The task -
In the records below, replace every "one point per line" with "a single point on each line" and leave everything else unchanged. Leave the pictures out of your answer.

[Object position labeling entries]

········

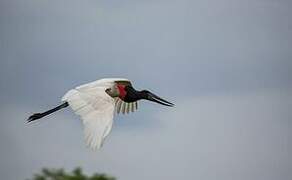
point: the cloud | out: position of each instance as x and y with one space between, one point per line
222 137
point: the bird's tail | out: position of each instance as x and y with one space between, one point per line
37 116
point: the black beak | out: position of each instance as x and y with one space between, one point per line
157 99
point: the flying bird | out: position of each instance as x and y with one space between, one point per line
96 104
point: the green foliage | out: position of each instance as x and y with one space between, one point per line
76 174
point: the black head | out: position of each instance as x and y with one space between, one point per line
145 94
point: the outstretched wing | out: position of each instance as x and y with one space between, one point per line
96 109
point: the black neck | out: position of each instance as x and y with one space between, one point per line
134 95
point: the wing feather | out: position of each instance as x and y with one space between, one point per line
96 110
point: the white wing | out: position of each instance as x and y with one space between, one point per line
96 109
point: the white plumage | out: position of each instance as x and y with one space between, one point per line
96 103
96 109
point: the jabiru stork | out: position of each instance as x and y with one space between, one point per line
96 103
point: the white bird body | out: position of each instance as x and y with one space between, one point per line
95 107
96 103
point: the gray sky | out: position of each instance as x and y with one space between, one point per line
226 65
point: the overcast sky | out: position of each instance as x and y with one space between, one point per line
225 64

········

Reply -
point: the cloud | out: position of each instance as x and y with one space between, a single point on each line
222 137
point: the bird's tail | out: position of each instance as x and y with one space between, a single point on each line
37 116
point: the black beak | out: position of each instance as x and y with one space between, a single point on each line
157 99
point: the flying bird | out: position of each instance as x and y with one space between, a single point on each line
96 104
point: the green foliage | out: position of each instance as x and y with one space between, a single point on each line
76 174
point: the black head | out: position of each instance as x and y with one space between, a single point on each line
145 94
point: the outstretched wing | out: position of each instance as x and y with one space between, a single point on each line
96 109
point: the black neck | out: position of each instance as x and y with one space between, a single point on each line
134 95
point: the wing feather | out: position of each instance as x and y with one space between, a single point on each line
96 110
point: the white wing | out: position of each instance as x and y with one space between, a single point on each line
96 109
point: the white plumage | out: position of each instance as x and y with one space between, a single point on each line
96 103
96 109
point: the jabiru stork | out: position of each instance as x and y with one space between, a single point on each line
96 103
point: the white bird body | out: position of each instance as x and y with one space between, a single point on each line
95 107
96 103
point: the gray sky | out: position of each instance as x and y with one space between, a single point on each line
226 65
point: the overcast sky | out: position of each instance as x and y with one space between, a single point on each line
225 64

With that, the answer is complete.